La leggenda del Ponte del Diavolo

Il ponte della Maddalena, ribattezzato ponte del Diavolo, è un'opera d'ingeneria ben nota ai lucchesi, si trova a Borgo a Mozzano e attraversa il fiume Serchio. La sua particolarità architettonica rientra nei canoni dei ponti detti a “schiena d'asino”, caratterizzati da un ampio saliscendi dovuto ad una forma arcuata, cercando di realizzare un arco a tutto sesto più ampio possibile che permettesse l'attraversamento del corso d'acqua. Già a prima vista si nota che il ponte della Maddalena viola queste regole e diventa unico nel suo genere, poiché le arcate sono completamente asimmetriche, quella centrale in particolar modo svetta altissima, quasi sfidando le leggi di gravità.


Viene edificato intorno all'anno 1000, individuando il perido all'incirca ai tempi della Contessa Matilde di Canossa (1046 – 1115), con lo scopo di raggiungere Lucca e la via Francigna. L'aspetto attuale è dovuto ad una ristrutturazione avvenuta nel XIII secolo e voluta dal condottiero lucchese Castruccio Castracani. Il suo nome, “ponte della Maddalena”, nasce da un'edicola che custodisce al suo interno la figura della Maddalena realizzata nel '500 e ad oggi non più presente.

* * * * * * * * *

- **Obiettivo A**
Conta quante righe dei record contengono la stringa "small", distinguendo tra maiuscole e minuscole. Scrivi soltanto il numero.
L'estratto e i record non hanno alcun legame tra loro.

* * * * * * * * *

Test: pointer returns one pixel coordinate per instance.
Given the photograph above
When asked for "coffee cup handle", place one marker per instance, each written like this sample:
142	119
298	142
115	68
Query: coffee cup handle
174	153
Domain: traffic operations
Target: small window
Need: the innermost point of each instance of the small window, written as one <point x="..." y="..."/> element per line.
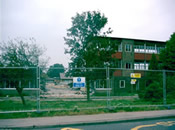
<point x="120" y="48"/>
<point x="122" y="84"/>
<point x="128" y="66"/>
<point x="128" y="48"/>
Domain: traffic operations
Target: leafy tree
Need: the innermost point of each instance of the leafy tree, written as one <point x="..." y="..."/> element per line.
<point x="55" y="70"/>
<point x="167" y="56"/>
<point x="154" y="92"/>
<point x="85" y="46"/>
<point x="85" y="26"/>
<point x="20" y="53"/>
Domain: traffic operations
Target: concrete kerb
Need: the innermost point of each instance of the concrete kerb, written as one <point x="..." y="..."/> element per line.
<point x="89" y="122"/>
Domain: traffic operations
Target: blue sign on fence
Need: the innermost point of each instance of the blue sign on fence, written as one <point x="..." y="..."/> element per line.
<point x="78" y="82"/>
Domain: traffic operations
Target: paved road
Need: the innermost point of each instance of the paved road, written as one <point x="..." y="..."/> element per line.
<point x="160" y="124"/>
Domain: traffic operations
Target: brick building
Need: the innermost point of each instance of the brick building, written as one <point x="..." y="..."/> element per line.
<point x="133" y="56"/>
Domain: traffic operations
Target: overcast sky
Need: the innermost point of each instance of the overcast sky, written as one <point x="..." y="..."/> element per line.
<point x="47" y="20"/>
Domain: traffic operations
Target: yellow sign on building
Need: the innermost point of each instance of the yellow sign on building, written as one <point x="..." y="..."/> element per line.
<point x="135" y="75"/>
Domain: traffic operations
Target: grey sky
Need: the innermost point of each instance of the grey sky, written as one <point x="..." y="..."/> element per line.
<point x="47" y="20"/>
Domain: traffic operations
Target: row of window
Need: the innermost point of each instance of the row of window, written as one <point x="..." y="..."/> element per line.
<point x="137" y="66"/>
<point x="141" y="48"/>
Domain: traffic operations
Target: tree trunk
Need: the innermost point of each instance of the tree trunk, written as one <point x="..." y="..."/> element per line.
<point x="87" y="91"/>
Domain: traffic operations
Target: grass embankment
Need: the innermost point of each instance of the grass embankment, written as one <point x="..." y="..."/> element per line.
<point x="60" y="108"/>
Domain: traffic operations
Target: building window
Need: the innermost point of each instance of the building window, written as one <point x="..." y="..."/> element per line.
<point x="128" y="48"/>
<point x="128" y="66"/>
<point x="120" y="48"/>
<point x="122" y="83"/>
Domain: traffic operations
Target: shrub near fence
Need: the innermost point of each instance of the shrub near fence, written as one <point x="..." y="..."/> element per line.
<point x="105" y="88"/>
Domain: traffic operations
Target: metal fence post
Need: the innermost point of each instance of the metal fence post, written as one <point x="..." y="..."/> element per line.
<point x="38" y="91"/>
<point x="164" y="87"/>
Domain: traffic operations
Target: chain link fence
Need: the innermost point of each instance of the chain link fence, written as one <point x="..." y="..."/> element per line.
<point x="78" y="89"/>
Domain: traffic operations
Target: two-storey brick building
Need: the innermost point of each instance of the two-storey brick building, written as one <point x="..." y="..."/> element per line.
<point x="133" y="56"/>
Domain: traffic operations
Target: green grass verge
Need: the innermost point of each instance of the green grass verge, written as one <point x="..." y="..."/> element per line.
<point x="75" y="107"/>
<point x="77" y="112"/>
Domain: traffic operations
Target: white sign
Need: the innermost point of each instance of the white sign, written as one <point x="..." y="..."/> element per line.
<point x="78" y="82"/>
<point x="135" y="75"/>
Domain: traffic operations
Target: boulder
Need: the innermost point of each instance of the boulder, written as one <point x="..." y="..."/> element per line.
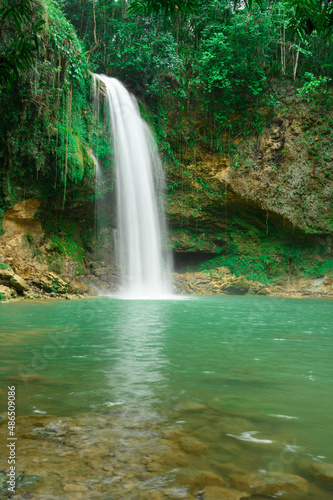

* * * * * * * * *

- **Obiettivo B**
Secondo l'estratto, chi volle la ristrutturazione del ponte avvenuta nel XIII secolo?

- **Risultato corretto A**
2

- **Risultato corretto B**
Il condottiero lucchese Castruccio Castracani.